REQUEST
Switch "balcony railing" to "window ledge" in every line of the entries below and reproduce all the lines with nothing else altered. Omit the pictures.

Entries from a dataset
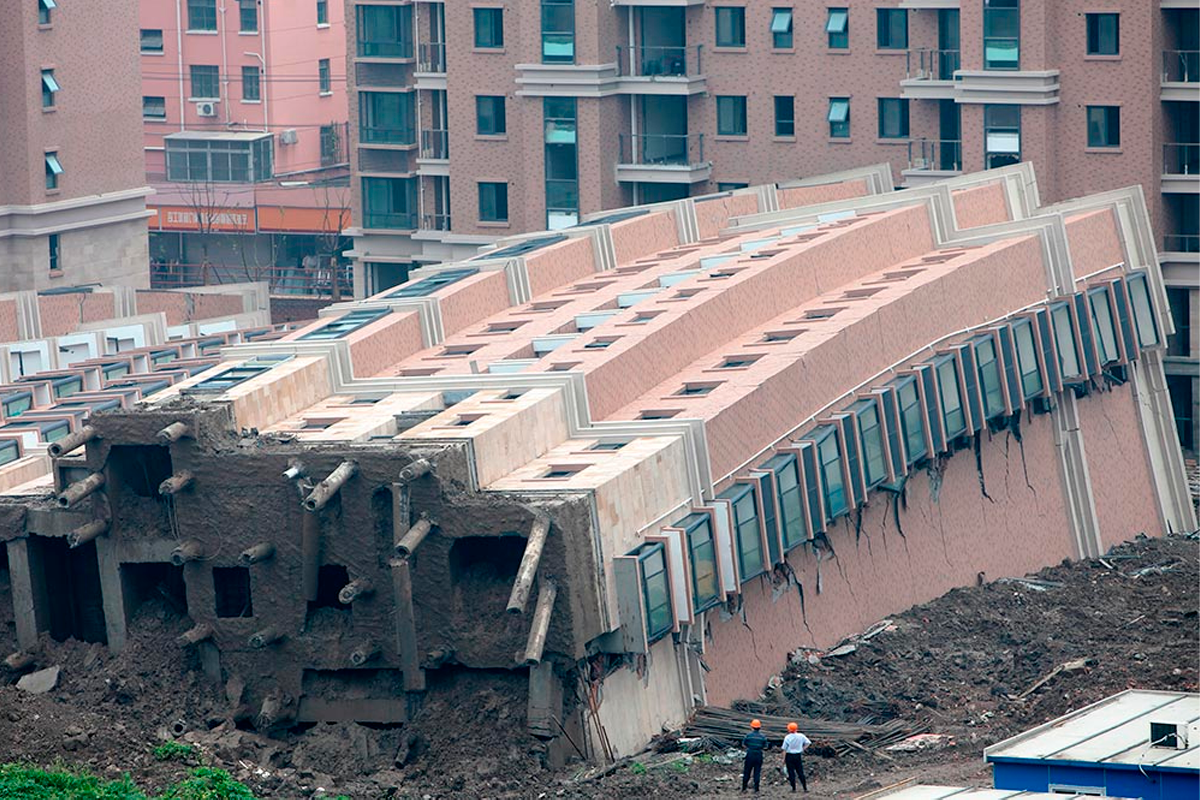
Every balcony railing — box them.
[421,213,450,230]
[1163,142,1200,175]
[908,139,962,173]
[421,131,450,158]
[362,211,416,230]
[1163,234,1200,253]
[359,125,415,144]
[617,44,702,78]
[907,47,962,80]
[1163,50,1200,83]
[416,42,446,73]
[620,133,704,167]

EXERCISE OUTPUT
Every window ledge — box them.
[421,213,450,230]
[1163,142,1200,175]
[908,139,962,173]
[421,131,450,158]
[362,211,416,230]
[1163,234,1200,253]
[359,125,415,144]
[617,44,702,78]
[907,47,962,80]
[1163,50,1200,83]
[416,42,446,73]
[620,133,704,167]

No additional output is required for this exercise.